◆ What to work on
Put the listing below into a Markdown table with the columns Row and Line, numbering each non-blank line and skipping blank ones. Leave the pictures out.

begin Supplied material

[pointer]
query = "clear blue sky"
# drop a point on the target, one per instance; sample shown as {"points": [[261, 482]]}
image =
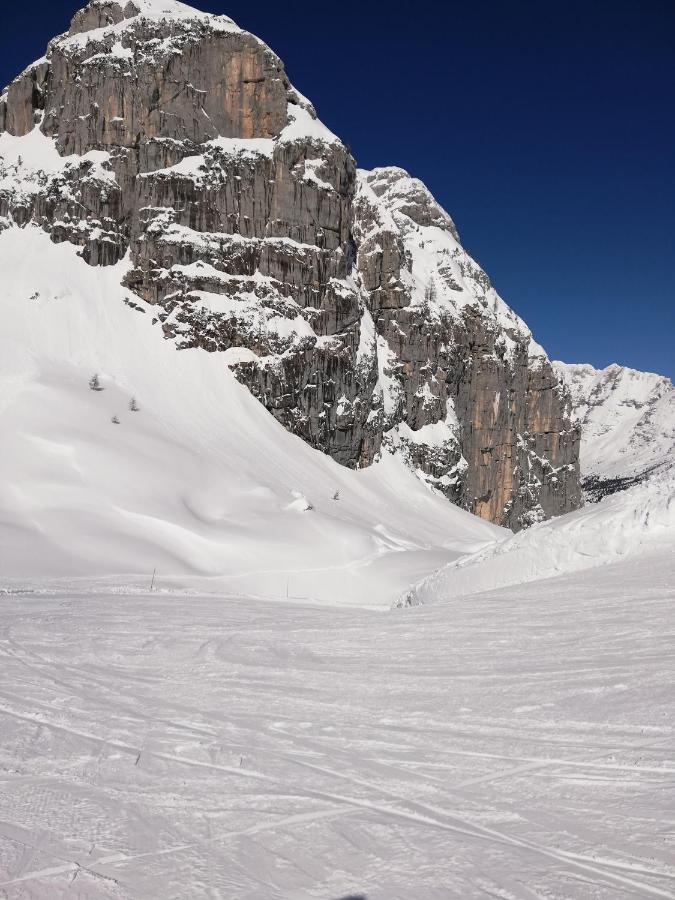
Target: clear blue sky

end Supplied material

◆ The solution
| Row | Line |
|---|---|
| 1 | [pointer] |
| 2 | query = "clear blue sky" |
| 3 | # drop a point on the target, one per instance; sample shown as {"points": [[261, 482]]} |
| 4 | image = |
| 5 | Target: clear blue sky |